▶ _How to complete this task_: Resume the passage on biological determinism and the mind-brain problem below, writing on from its final sentence.

The bias toward assuming everything ‘biological’ to be innate, is a minimizing or downplaying of neural plasticity and is based on some flawed assumptions that go back to old debates about the relationship between mind and brain. In our current historical period, we prefer a science that will define a mind as being made up of selfish-genes – that we are more-or-less held hostage to our biology, indeed, that our physical biology must be the cause of our psychological realities. The science of today has a conservative stance toward human ‘nurture’ and flexible human capacities. Our present-day cultural assumptions want to minimize human freedom and the burden of human agency and responsibility. These biases will then find their way into the minds of researchers, who will interpret the data in ways that fit with their theoretical worldviews and cultural assumptions about what it means to be human – we end up seeing what we wanted to see all along.
But all is held together by what would seem to be faulty logic. When our methodologically reductionistic and objective science wants to explain some emergent and subjective phenomenon, it will understandably run into problems. What commonly happens is either: 1) a denial of the existence of the subjective phenomenon (such as some modern scientists claiming free-will to be an illusion), and/or 2) an explanation of the subjective phenomenon as being caused by, or identical to, the physical mechanisms that our objective science can quantify. This is why we have people saying that depression is a brain disease – they claim to have found some underlying correlates representing the mechanism, but they mistakenly believe it to be the cause.

▶ _Entries supplied_:
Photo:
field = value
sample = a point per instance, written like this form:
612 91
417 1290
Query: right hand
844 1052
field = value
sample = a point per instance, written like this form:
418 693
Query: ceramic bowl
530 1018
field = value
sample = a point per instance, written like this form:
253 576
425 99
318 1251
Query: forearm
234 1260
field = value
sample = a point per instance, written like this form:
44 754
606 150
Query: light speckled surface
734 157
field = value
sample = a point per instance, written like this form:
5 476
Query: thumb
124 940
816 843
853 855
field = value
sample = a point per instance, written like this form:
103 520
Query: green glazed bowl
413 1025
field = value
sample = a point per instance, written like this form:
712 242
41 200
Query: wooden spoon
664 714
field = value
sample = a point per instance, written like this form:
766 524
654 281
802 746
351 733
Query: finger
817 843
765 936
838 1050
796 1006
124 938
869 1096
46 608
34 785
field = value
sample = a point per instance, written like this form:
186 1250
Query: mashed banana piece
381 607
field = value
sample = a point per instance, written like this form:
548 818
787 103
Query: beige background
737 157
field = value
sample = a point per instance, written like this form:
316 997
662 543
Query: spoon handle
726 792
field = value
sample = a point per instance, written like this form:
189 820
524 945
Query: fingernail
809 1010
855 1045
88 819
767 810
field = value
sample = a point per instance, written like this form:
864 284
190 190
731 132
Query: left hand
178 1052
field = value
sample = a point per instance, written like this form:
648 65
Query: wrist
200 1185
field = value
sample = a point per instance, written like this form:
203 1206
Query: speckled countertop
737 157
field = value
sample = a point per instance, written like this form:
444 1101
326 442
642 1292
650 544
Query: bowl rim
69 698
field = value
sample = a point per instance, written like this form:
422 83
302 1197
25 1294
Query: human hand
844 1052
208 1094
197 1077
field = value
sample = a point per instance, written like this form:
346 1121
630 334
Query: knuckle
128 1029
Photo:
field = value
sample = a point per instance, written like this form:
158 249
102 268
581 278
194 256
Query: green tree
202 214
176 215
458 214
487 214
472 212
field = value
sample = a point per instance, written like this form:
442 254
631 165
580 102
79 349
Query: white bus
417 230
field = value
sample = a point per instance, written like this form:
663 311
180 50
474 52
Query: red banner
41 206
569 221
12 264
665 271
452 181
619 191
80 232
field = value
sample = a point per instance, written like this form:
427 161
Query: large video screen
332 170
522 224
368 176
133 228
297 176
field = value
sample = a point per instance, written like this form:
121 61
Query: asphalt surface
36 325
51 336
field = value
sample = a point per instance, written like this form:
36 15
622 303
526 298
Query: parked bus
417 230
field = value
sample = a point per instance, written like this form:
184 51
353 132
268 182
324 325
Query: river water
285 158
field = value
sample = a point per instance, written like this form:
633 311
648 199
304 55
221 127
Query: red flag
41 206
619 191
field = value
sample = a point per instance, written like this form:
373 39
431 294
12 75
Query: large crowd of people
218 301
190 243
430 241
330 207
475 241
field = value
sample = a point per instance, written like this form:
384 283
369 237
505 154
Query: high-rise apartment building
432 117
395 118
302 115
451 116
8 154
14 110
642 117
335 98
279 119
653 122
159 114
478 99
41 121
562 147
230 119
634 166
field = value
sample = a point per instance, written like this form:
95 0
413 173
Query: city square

▶ _Task answer_:
In sum, an objective science looking solely at facilitative mechanism (e.g. the brain), will no longer be able to comprehend or explain the meaning or true cause of the subjective property it wants to understand (e.g. the mind). Paradigmatic faiths will prevent us from challenging our dogmatically held theoretical preferences for a mechanistic account of the human mind. But I am not the only one who is skeptical and willing to challenge these views – you will not find these folks in your pop-science books… look instead to the peer reviewed journals that discuss issues related to theoretical psychology. It is there that you will find the critical thinkers – and if they exist, then there might be hope that someday logic will prevail.